#### [Stated task]
Find every line in the material that contains the string "background" and copy each of those lines in full.

[Region annotation items]
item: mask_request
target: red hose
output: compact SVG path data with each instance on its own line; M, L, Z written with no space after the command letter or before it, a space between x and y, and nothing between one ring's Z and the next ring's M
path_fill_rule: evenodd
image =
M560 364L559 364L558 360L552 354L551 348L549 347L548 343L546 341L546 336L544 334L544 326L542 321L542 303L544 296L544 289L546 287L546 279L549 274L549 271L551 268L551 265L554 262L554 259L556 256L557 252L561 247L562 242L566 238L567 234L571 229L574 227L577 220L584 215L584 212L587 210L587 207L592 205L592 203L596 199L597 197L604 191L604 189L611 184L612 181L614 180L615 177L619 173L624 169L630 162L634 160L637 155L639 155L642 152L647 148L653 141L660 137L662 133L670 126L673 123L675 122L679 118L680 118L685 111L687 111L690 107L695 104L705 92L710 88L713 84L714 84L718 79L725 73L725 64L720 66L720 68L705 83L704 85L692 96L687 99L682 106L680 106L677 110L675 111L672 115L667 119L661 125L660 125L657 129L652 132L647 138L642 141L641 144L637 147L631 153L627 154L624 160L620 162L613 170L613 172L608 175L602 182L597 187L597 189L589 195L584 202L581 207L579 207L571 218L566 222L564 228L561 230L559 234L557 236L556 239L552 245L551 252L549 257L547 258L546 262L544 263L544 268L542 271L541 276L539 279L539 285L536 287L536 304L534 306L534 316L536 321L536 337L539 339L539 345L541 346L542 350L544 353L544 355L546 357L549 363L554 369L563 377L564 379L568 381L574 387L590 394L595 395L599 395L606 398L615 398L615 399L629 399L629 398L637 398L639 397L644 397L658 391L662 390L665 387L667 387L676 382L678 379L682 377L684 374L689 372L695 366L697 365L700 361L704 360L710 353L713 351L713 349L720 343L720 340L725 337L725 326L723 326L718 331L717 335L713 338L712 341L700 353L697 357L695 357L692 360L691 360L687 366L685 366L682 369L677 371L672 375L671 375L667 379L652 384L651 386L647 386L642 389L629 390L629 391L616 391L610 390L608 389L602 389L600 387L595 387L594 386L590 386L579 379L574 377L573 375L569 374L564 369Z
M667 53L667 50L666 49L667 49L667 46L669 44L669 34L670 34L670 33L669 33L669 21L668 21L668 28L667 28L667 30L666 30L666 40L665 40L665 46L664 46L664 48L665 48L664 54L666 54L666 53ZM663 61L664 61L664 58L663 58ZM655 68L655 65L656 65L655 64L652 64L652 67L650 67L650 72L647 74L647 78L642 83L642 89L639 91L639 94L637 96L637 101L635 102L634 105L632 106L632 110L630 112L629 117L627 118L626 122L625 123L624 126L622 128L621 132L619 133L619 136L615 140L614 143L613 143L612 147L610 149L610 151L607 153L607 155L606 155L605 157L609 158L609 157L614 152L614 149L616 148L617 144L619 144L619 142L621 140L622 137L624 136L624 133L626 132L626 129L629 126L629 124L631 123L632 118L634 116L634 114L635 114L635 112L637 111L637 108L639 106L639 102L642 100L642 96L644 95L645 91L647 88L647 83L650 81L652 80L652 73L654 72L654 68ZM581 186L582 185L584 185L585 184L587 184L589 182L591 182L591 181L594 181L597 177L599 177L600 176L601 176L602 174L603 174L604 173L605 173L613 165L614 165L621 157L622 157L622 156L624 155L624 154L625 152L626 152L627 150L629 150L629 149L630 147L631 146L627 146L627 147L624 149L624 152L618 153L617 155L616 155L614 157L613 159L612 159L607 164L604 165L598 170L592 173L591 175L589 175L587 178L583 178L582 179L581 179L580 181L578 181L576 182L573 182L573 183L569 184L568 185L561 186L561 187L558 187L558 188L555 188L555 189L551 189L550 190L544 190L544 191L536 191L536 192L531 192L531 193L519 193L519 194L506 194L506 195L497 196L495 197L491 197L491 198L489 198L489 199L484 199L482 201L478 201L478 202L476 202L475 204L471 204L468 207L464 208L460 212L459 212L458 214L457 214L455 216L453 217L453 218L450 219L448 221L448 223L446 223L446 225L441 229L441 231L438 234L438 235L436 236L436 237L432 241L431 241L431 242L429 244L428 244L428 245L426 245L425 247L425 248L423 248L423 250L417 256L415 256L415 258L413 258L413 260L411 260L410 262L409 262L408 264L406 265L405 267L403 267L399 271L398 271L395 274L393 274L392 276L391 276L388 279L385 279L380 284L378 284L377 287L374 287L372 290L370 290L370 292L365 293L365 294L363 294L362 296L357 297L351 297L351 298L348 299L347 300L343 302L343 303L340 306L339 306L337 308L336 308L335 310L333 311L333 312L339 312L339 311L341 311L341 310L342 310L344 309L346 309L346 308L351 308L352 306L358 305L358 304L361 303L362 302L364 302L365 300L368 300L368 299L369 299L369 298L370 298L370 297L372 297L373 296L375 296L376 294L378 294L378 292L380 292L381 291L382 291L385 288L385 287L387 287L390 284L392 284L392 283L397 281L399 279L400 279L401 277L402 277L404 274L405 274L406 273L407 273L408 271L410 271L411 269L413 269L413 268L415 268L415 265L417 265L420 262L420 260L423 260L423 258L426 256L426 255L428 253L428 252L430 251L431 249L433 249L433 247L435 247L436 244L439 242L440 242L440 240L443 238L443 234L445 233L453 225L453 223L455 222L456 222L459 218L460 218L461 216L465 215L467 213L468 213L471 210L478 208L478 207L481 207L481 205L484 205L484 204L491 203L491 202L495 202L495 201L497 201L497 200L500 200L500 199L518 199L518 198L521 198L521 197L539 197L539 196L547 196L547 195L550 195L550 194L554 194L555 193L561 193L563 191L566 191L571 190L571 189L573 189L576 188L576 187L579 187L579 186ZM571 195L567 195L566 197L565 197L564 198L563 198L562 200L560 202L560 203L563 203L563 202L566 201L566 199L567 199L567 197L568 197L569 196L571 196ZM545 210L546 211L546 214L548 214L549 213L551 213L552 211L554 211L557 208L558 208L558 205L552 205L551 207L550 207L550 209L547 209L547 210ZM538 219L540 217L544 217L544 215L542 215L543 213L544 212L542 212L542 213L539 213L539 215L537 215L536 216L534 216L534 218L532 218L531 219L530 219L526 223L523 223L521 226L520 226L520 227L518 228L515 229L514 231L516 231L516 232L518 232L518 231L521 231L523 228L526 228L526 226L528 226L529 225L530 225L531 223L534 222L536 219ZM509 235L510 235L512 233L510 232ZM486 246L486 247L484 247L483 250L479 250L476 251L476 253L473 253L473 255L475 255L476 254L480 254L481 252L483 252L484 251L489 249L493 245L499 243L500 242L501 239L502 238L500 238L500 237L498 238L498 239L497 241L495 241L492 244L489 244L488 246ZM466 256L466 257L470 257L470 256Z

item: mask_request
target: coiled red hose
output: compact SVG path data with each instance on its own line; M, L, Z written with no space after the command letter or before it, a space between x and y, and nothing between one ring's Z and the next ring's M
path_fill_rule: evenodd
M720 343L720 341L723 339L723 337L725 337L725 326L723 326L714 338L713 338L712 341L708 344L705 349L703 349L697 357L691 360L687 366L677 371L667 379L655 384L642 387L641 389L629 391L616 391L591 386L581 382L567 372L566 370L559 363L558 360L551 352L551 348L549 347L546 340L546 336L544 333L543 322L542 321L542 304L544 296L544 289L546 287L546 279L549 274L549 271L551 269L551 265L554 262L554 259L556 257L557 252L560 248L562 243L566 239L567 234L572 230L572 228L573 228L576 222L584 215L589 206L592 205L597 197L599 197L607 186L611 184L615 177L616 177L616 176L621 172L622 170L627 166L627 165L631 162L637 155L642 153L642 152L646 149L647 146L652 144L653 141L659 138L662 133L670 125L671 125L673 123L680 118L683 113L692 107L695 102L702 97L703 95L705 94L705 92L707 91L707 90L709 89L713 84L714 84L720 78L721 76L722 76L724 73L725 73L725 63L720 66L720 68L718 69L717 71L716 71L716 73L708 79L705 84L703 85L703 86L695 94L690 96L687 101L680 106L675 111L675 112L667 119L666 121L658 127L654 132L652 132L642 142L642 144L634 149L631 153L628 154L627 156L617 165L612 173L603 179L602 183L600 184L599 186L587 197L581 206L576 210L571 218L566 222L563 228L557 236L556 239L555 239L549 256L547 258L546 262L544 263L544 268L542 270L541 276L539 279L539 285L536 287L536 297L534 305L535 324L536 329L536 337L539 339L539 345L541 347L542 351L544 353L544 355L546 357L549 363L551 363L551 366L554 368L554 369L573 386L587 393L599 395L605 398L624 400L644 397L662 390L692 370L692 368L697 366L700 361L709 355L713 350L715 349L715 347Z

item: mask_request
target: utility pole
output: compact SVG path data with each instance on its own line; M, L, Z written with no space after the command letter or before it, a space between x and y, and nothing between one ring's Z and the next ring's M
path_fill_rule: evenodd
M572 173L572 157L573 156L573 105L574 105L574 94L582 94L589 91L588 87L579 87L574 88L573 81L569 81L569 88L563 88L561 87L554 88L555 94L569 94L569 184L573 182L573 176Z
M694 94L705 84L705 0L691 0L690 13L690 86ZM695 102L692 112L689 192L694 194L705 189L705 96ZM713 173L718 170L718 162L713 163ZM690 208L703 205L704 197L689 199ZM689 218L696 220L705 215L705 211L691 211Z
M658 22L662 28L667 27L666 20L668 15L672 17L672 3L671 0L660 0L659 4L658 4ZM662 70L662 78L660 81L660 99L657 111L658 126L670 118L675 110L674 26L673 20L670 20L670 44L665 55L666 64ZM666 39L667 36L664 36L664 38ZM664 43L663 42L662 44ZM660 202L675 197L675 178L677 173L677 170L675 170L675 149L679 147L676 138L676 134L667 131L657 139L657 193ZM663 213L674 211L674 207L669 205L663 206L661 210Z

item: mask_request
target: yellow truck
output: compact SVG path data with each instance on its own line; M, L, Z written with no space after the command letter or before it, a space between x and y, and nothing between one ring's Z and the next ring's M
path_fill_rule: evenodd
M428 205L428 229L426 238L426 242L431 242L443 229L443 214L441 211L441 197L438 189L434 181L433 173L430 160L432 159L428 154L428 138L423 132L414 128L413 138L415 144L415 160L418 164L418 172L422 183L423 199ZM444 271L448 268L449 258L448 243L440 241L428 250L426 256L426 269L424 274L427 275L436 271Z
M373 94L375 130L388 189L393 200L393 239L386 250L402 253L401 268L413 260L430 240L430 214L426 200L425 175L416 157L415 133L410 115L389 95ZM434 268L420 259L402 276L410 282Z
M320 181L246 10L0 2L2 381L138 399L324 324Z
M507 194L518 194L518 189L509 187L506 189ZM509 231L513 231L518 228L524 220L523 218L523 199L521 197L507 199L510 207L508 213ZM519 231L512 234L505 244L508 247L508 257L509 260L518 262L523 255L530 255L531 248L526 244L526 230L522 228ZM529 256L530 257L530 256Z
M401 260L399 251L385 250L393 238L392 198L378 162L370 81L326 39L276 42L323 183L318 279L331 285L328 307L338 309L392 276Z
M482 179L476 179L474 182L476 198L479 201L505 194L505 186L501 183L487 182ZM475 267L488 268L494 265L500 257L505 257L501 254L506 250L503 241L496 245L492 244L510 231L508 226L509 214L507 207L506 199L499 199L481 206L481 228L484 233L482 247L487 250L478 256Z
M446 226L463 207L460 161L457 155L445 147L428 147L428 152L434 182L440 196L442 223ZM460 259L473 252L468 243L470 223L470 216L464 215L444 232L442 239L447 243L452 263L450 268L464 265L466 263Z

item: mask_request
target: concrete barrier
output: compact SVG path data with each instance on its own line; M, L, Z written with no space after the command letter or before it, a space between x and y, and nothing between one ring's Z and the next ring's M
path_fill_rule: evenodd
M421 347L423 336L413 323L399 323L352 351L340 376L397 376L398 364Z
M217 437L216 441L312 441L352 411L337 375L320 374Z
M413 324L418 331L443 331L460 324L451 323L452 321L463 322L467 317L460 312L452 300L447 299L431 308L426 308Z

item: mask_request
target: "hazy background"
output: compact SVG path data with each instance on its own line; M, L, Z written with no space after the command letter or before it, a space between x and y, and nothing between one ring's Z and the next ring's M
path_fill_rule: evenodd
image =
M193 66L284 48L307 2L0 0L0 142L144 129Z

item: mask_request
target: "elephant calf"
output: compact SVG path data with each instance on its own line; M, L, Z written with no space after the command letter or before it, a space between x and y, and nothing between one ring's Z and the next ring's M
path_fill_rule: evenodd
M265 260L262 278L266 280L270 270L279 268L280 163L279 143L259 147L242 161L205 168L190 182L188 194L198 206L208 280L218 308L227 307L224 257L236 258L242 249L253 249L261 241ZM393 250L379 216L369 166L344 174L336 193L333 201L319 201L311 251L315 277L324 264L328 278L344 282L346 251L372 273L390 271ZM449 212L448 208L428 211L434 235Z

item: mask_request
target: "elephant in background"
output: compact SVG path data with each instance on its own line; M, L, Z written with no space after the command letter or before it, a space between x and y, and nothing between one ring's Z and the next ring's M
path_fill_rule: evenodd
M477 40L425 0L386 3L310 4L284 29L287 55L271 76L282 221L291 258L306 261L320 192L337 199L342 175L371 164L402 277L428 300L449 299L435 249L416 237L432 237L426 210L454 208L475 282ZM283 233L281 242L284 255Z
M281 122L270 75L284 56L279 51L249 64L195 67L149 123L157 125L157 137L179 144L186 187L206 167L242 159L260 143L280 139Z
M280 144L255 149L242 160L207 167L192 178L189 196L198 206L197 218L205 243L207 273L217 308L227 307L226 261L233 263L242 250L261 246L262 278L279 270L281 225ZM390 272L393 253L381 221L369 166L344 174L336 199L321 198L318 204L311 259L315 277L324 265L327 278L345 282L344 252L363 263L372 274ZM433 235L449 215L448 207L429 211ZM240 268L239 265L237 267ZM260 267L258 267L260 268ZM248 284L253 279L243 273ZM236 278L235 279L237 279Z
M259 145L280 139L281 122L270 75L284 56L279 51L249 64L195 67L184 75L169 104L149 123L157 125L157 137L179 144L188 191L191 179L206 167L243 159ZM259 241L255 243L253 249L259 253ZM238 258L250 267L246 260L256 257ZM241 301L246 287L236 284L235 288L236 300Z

#### [Solution to this problem]
target: "hazy background"
target: "elephant in background"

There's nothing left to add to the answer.